INSTRUCTIONS FOR THE TASK: Render the material below as a Markdown table with two columns, Row and Line: put a running number in Row and each line of the material, in order, in Line, leaving out any blank lines.

DATA TO PROCESS:
>>>>>

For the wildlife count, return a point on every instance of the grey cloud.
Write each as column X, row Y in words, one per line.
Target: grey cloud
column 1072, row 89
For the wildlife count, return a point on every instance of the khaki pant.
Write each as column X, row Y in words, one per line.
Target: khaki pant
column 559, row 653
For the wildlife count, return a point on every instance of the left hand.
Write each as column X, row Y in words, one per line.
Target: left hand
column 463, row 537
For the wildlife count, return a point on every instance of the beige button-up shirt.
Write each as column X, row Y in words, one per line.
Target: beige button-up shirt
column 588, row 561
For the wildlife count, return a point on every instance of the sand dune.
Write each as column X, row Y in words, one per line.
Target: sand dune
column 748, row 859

<<<<<

TASK OUTPUT:
| Row | Line |
|---|---|
| 1 | For the wildlife count, return a point on every instance of the grey cloud. |
| 2 | Write each as column X, row Y in words, one per line. |
| 3 | Target: grey cloud |
| 4 | column 1072, row 89 |
| 5 | For the wildlife count, return a point on every instance of the khaki pant. |
| 6 | Write each as column X, row Y in words, one per line. |
| 7 | Target: khaki pant |
| 8 | column 559, row 653 |
| 9 | For the wildlife count, return a point on every instance of the left hand. |
| 10 | Write each as column X, row Y in words, one per line. |
| 11 | Target: left hand |
| 12 | column 463, row 537 |
| 13 | For the wildlife count, return a point on every instance of the beige button-up shirt. |
| 14 | Write each as column X, row Y in words, one per line. |
| 15 | Target: beige button-up shirt |
| 16 | column 588, row 561 |
| 17 | For the wildlife count, return a point on every instance of the sand dune. |
| 18 | Write each as column X, row Y in words, one per line. |
| 19 | Target: sand dune |
| 20 | column 748, row 859 |